How much could a microbicide’s sexually transmitted infection efficacy contribute to reducing HIV risk and the level of condom use needed to lower risk? Model estimates.
Objective: This study explores the potential contribution of a microbicide’s sexually transmitted infection (STI) efficacy in reducing a female sex worker’s (FSW) risk of STI and HIV infection. The study then investigates whether the threshold for the reduction in condom use following microbicide introduction that can be tolerated without increasing HIV risk is affected by STI efficacy. Methods: A dynamic model describing the transmission of a bacterial STI between FSW and their clients was coupled with a static HIV model. The model uses data from Cotonou, Benin (1998–9), for illustration, to estimate the change in risk following the introduction of 50% HIV efficacious microbicides of different STI efficacies, used in 50% of sex acts when a condom is not used. The condom migration thresholds were estimated. The degree to which the findings are influenced by STI prevalence was explored. Results: For highly transmissible STI, there is a non-monotonic relationship between STI prevalence and microbicide impact on HIV, with the relative reduction in HIV risk first increasing, due to the proportion of HIV risk attributable to the STI increasing, but then decreasing at high prevalences as the STI becomes harder to control. A less transmissible STI can still be impacted upon with a moderate/high STI efficacy microbicide even at high STI prevalences. This relationship is also reflected in the condom migration thresholds. Conclusions: A microbicide’s STI efficacy may have a substantial impact on STI and HIV incidence among high-risk groups. The variation in the condom migration thresholds for different STI efficacies and STI prevalences may be difficult to measure accurately.

[Dataset entries]:
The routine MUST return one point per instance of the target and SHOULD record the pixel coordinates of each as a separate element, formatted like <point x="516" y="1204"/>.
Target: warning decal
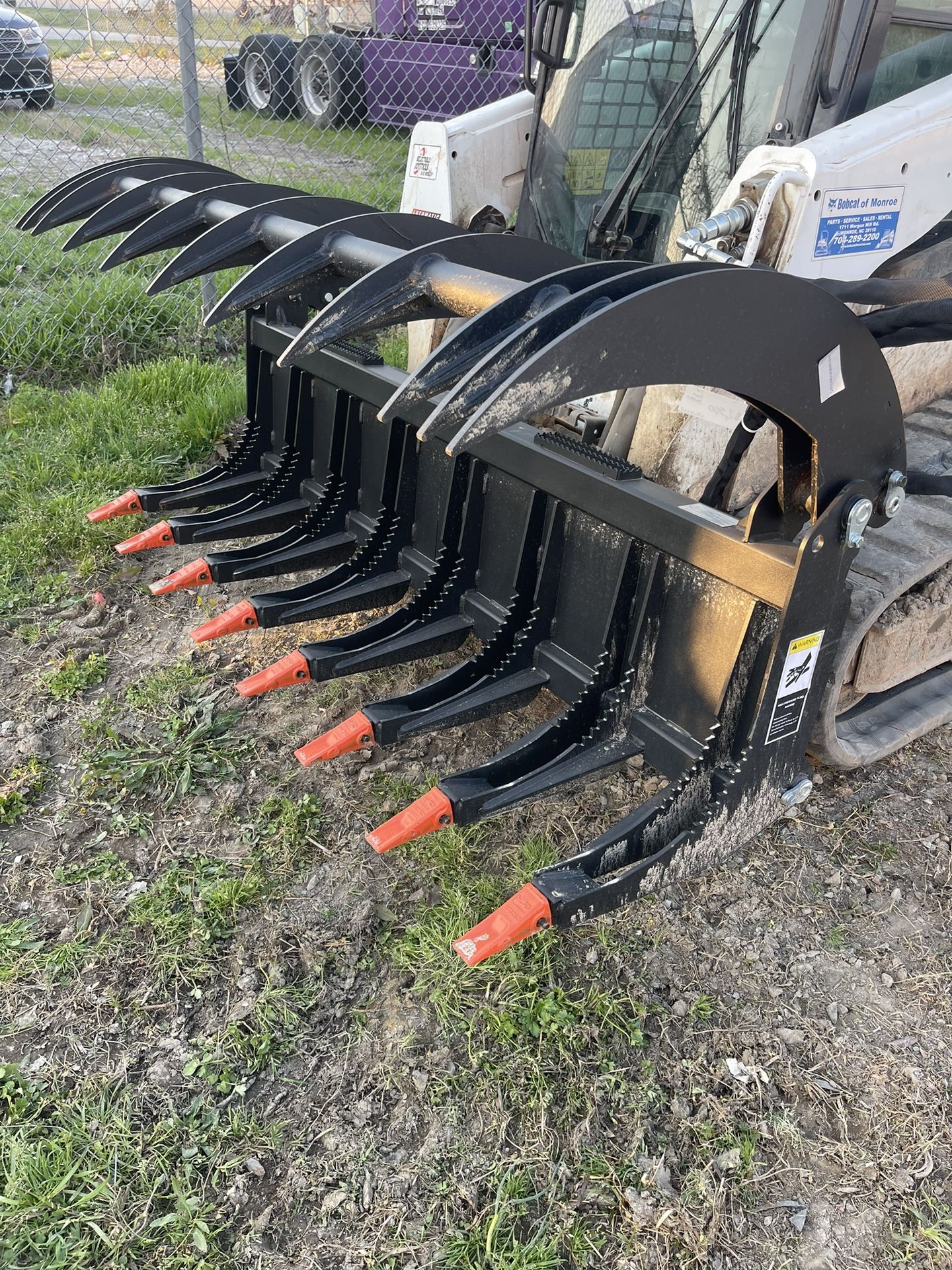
<point x="586" y="171"/>
<point x="424" y="161"/>
<point x="795" y="683"/>
<point x="858" y="220"/>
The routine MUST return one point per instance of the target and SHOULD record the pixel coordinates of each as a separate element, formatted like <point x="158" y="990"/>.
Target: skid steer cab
<point x="660" y="625"/>
<point x="545" y="559"/>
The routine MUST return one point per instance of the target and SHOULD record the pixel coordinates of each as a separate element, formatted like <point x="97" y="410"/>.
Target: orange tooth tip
<point x="286" y="672"/>
<point x="155" y="536"/>
<point x="239" y="618"/>
<point x="426" y="816"/>
<point x="526" y="913"/>
<point x="194" y="574"/>
<point x="353" y="733"/>
<point x="125" y="505"/>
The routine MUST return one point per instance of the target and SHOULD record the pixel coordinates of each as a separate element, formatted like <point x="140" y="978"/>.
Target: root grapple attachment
<point x="655" y="625"/>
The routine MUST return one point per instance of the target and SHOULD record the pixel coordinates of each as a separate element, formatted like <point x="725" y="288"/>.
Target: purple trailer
<point x="428" y="60"/>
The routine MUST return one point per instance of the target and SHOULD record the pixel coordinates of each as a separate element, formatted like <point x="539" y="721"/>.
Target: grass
<point x="161" y="760"/>
<point x="539" y="1033"/>
<point x="95" y="1175"/>
<point x="517" y="1231"/>
<point x="244" y="1047"/>
<point x="65" y="452"/>
<point x="19" y="789"/>
<point x="182" y="921"/>
<point x="71" y="677"/>
<point x="926" y="1236"/>
<point x="65" y="321"/>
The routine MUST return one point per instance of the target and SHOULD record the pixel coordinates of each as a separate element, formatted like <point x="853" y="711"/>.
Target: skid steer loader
<point x="656" y="466"/>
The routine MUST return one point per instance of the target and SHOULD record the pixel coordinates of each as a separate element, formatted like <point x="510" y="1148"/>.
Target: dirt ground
<point x="793" y="1005"/>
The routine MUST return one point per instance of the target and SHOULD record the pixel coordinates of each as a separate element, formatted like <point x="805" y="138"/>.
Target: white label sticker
<point x="424" y="161"/>
<point x="830" y="371"/>
<point x="713" y="405"/>
<point x="713" y="515"/>
<point x="796" y="677"/>
<point x="858" y="220"/>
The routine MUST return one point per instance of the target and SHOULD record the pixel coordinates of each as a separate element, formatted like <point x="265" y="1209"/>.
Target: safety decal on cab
<point x="797" y="676"/>
<point x="586" y="171"/>
<point x="424" y="161"/>
<point x="858" y="220"/>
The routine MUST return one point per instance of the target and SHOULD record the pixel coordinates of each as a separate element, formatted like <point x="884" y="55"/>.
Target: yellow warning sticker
<point x="805" y="642"/>
<point x="586" y="171"/>
<point x="796" y="677"/>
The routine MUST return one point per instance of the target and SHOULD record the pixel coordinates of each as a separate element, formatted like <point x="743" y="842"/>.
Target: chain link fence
<point x="315" y="97"/>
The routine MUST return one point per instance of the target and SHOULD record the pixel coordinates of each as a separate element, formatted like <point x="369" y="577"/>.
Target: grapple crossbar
<point x="660" y="626"/>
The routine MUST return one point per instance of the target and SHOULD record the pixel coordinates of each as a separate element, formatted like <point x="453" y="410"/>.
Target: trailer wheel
<point x="267" y="74"/>
<point x="329" y="80"/>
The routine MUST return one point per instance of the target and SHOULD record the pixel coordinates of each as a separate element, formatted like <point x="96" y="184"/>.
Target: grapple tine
<point x="282" y="273"/>
<point x="130" y="208"/>
<point x="241" y="239"/>
<point x="186" y="219"/>
<point x="296" y="265"/>
<point x="516" y="347"/>
<point x="404" y="288"/>
<point x="58" y="192"/>
<point x="598" y="355"/>
<point x="99" y="189"/>
<point x="483" y="333"/>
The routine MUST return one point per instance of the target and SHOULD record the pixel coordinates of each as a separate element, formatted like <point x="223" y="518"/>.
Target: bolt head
<point x="799" y="793"/>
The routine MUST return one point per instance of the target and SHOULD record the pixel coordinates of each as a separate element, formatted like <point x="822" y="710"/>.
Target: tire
<point x="41" y="101"/>
<point x="329" y="80"/>
<point x="267" y="75"/>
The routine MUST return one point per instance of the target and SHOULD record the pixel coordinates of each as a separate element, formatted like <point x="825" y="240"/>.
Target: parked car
<point x="26" y="67"/>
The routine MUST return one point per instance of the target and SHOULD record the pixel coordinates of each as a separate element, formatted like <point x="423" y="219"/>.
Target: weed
<point x="517" y="1231"/>
<point x="95" y="1176"/>
<point x="702" y="1006"/>
<point x="186" y="911"/>
<point x="541" y="1037"/>
<point x="18" y="939"/>
<point x="927" y="1238"/>
<point x="258" y="1039"/>
<point x="393" y="346"/>
<point x="19" y="789"/>
<point x="188" y="746"/>
<point x="71" y="677"/>
<point x="104" y="867"/>
<point x="163" y="691"/>
<point x="63" y="452"/>
<point x="192" y="906"/>
<point x="837" y="937"/>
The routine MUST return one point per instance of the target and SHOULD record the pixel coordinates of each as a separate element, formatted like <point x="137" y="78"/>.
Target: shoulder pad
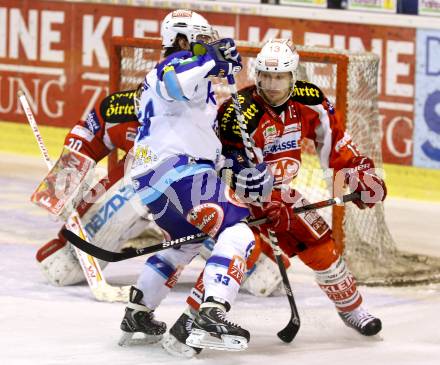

[TASK INSTRUCTIONS]:
[A] Answer these questions from the study summary:
(i) Data from which place and years does the model use for illustration?
(ii) What HIV efficacy do the microbicides in the model have?
(iii) What type of STI does the dynamic model describe?
[B] Reproduce the study summary between "How much could" and "risk? Model estimates.", inclusive.

[OUTPUTS FOR THE TASKS]:
[A]
(i) Cotonou, Benin (1998–9)
(ii) 50%
(iii) A bacterial STI

[B]
How much could a microbicide’s sexually transmitted infection efficacy contribute to reducing HIV risk and the level of condom use needed to lower risk? Model estimates.